** The data follows **

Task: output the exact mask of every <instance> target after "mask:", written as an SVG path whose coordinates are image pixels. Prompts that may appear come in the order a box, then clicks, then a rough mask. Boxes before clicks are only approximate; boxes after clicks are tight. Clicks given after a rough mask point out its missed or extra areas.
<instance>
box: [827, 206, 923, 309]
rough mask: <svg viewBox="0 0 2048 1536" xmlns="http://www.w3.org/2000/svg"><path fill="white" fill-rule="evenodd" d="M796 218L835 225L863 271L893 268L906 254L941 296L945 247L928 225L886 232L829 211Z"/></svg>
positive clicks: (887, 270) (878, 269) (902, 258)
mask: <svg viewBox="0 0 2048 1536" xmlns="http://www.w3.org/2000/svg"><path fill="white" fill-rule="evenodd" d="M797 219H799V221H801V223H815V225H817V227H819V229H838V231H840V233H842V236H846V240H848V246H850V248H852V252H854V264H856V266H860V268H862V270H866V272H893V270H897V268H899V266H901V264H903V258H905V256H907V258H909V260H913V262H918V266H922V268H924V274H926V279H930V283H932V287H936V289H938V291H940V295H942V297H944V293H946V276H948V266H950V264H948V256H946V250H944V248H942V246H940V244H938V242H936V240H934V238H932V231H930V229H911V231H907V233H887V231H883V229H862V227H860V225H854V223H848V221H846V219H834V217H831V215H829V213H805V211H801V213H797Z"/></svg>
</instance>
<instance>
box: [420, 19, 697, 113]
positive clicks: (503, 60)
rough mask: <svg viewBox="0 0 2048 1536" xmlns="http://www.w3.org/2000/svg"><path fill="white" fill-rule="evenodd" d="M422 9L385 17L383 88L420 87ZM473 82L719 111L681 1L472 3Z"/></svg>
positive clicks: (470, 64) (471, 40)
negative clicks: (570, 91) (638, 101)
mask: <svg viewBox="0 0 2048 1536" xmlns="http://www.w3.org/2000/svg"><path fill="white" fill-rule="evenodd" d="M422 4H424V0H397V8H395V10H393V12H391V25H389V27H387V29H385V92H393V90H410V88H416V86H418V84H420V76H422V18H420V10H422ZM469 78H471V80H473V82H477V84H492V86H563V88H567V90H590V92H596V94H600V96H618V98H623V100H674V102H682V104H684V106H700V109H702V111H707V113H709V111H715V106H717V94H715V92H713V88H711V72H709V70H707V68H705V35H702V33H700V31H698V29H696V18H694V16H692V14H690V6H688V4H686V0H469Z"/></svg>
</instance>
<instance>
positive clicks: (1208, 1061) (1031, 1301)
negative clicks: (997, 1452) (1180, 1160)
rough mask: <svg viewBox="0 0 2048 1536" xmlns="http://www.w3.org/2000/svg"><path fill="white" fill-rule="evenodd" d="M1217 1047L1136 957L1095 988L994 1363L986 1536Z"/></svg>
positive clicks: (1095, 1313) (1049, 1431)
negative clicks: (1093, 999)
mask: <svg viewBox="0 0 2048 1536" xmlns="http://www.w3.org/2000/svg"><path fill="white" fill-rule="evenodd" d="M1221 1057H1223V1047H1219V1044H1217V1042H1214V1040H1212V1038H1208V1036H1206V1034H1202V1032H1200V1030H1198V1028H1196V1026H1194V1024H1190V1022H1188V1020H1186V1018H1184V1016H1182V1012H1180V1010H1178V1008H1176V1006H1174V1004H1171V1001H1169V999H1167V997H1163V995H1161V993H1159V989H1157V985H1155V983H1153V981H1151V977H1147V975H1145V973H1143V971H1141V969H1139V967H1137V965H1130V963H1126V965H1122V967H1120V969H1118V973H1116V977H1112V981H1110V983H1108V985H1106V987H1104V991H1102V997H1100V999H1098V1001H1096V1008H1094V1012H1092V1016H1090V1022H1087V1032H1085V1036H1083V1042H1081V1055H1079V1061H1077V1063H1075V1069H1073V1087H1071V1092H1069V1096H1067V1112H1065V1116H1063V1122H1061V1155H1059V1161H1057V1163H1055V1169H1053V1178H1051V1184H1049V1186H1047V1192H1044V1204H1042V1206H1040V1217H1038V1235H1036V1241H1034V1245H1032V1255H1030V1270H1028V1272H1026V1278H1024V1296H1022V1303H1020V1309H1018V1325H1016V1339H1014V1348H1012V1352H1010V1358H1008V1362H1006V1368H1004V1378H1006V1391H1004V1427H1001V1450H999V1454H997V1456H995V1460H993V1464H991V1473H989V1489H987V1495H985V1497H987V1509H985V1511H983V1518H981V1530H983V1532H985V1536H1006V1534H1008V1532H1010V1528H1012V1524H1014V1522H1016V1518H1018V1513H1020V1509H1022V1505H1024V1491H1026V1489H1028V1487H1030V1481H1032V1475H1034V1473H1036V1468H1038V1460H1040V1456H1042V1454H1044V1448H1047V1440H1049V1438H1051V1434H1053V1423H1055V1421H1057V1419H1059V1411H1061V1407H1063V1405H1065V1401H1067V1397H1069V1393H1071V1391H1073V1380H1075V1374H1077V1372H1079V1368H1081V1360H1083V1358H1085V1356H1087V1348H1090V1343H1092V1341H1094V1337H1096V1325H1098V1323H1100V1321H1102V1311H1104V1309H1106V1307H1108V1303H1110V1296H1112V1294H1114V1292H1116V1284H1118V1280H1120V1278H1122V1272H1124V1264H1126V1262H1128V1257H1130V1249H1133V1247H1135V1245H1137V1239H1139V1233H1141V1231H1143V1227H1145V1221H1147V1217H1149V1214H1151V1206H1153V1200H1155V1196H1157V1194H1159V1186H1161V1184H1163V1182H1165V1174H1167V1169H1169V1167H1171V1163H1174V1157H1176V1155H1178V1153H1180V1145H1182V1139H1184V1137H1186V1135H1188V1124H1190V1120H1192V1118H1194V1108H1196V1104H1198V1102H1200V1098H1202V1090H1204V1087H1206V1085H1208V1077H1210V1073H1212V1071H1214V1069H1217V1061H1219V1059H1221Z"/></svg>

** End of The data **

• [Task item]: Rewrite the listing above as a JSON list of strings, with one string for each line and blank lines omitted.

• [Answer for the task]:
[
  "Task: output the exact mask of every <instance> target after \"mask:\", written as an SVG path whose coordinates are image pixels. Prompts that may appear come in the order a box, then clicks, then a rough mask. Boxes before clicks are only approximate; boxes after clicks are tight. Clicks given after a rough mask point out its missed or extra areas.",
  "<instance>",
  "box: [827, 206, 923, 309]",
  "rough mask: <svg viewBox=\"0 0 2048 1536\" xmlns=\"http://www.w3.org/2000/svg\"><path fill=\"white\" fill-rule=\"evenodd\" d=\"M796 218L835 225L863 271L893 268L906 254L941 296L945 247L928 225L886 232L829 211Z\"/></svg>",
  "positive clicks: (887, 270) (878, 269) (902, 258)",
  "mask: <svg viewBox=\"0 0 2048 1536\" xmlns=\"http://www.w3.org/2000/svg\"><path fill=\"white\" fill-rule=\"evenodd\" d=\"M797 219H799V221H801V223H815V225H817V227H819V229H838V231H840V233H842V236H846V240H848V246H850V248H852V252H854V264H856V266H860V268H862V270H866V272H893V270H897V268H899V266H901V264H903V258H905V256H907V258H909V260H913V262H918V266H922V268H924V274H926V279H930V283H932V287H936V289H938V291H940V295H942V297H944V293H946V276H948V266H950V264H948V256H946V250H944V248H942V246H940V244H938V242H936V240H934V238H932V231H930V229H911V231H907V233H887V231H883V229H862V227H860V225H854V223H848V221H846V219H834V217H831V215H829V213H805V211H801V213H797Z\"/></svg>",
  "</instance>",
  "<instance>",
  "box: [420, 19, 697, 113]",
  "positive clicks: (503, 60)",
  "rough mask: <svg viewBox=\"0 0 2048 1536\" xmlns=\"http://www.w3.org/2000/svg\"><path fill=\"white\" fill-rule=\"evenodd\" d=\"M422 9L385 17L383 88L420 87ZM473 82L719 111L681 1L472 3Z\"/></svg>",
  "positive clicks: (470, 64) (471, 40)",
  "negative clicks: (570, 91) (638, 101)",
  "mask: <svg viewBox=\"0 0 2048 1536\" xmlns=\"http://www.w3.org/2000/svg\"><path fill=\"white\" fill-rule=\"evenodd\" d=\"M422 4H424V0H397V8H395V10H393V12H391V25H389V27H387V29H385V92H393V90H410V88H416V86H418V84H420V76H422V18H420V10H422ZM469 78H471V80H473V82H477V84H492V86H563V88H567V90H590V92H596V94H600V96H618V98H623V100H674V102H682V104H684V106H700V109H702V111H707V113H709V111H715V106H717V94H715V92H713V88H711V72H709V70H707V68H705V35H702V33H700V31H698V29H696V18H694V16H692V14H690V6H688V4H686V0H469Z\"/></svg>",
  "</instance>",
  "<instance>",
  "positive clicks: (1208, 1061) (1031, 1301)",
  "negative clicks: (997, 1452) (1180, 1160)",
  "rough mask: <svg viewBox=\"0 0 2048 1536\" xmlns=\"http://www.w3.org/2000/svg\"><path fill=\"white\" fill-rule=\"evenodd\" d=\"M1217 1047L1136 957L1095 988L994 1363L986 1536Z\"/></svg>",
  "positive clicks: (1095, 1313) (1049, 1431)",
  "negative clicks: (1093, 999)",
  "mask: <svg viewBox=\"0 0 2048 1536\" xmlns=\"http://www.w3.org/2000/svg\"><path fill=\"white\" fill-rule=\"evenodd\" d=\"M1221 1057H1223V1047H1219V1044H1217V1042H1214V1040H1212V1038H1208V1036H1206V1034H1202V1032H1200V1030H1198V1028H1196V1026H1194V1024H1190V1022H1188V1020H1186V1018H1184V1016H1182V1012H1180V1010H1178V1008H1176V1006H1174V1004H1171V1001H1169V999H1167V997H1163V995H1161V993H1159V989H1157V985H1155V983H1153V981H1151V977H1147V975H1145V973H1143V971H1141V969H1139V967H1137V965H1130V963H1126V965H1122V967H1120V969H1118V973H1116V977H1112V981H1110V983H1108V985H1106V987H1104V991H1102V997H1100V999H1098V1001H1096V1008H1094V1012H1092V1016H1090V1022H1087V1032H1085V1036H1083V1042H1081V1055H1079V1061H1077V1063H1075V1069H1073V1087H1071V1092H1069V1096H1067V1112H1065V1116H1063V1122H1061V1155H1059V1161H1057V1163H1055V1169H1053V1178H1051V1184H1049V1186H1047V1192H1044V1204H1042V1206H1040V1217H1038V1235H1036V1241H1034V1245H1032V1255H1030V1270H1028V1272H1026V1278H1024V1296H1022V1303H1020V1309H1018V1325H1016V1339H1014V1348H1012V1352H1010V1358H1008V1362H1006V1368H1004V1378H1006V1391H1004V1427H1001V1450H999V1454H997V1456H995V1460H993V1464H991V1473H989V1489H987V1495H985V1497H987V1509H985V1511H983V1518H981V1530H983V1532H985V1536H1006V1534H1008V1532H1010V1528H1012V1524H1014V1522H1016V1518H1018V1513H1020V1509H1022V1505H1024V1491H1026V1489H1028V1487H1030V1481H1032V1475H1034V1473H1036V1468H1038V1460H1040V1456H1042V1454H1044V1448H1047V1440H1049V1438H1051V1434H1053V1423H1055V1421H1057V1419H1059V1411H1061V1407H1063V1405H1065V1401H1067V1397H1069V1393H1071V1391H1073V1380H1075V1374H1077V1372H1079V1368H1081V1360H1083V1358H1085V1356H1087V1348H1090V1343H1092V1341H1094V1337H1096V1325H1098V1323H1100V1321H1102V1311H1104V1309H1106V1307H1108V1303H1110V1296H1112V1294H1114V1292H1116V1284H1118V1280H1120V1278H1122V1272H1124V1264H1126V1262H1128V1257H1130V1249H1133V1247H1135V1245H1137V1239H1139V1233H1141V1231H1143V1227H1145V1221H1147V1217H1149V1214H1151V1206H1153V1200H1155V1196H1157V1194H1159V1186H1161V1184H1163V1182H1165V1174H1167V1169H1169V1167H1171V1163H1174V1157H1176V1155H1178V1153H1180V1145H1182V1139H1184V1137H1186V1135H1188V1124H1190V1120H1192V1118H1194V1108H1196V1104H1198V1102H1200V1098H1202V1090H1204V1087H1206V1085H1208V1077H1210V1073H1212V1071H1214V1069H1217V1061H1219V1059H1221Z\"/></svg>"
]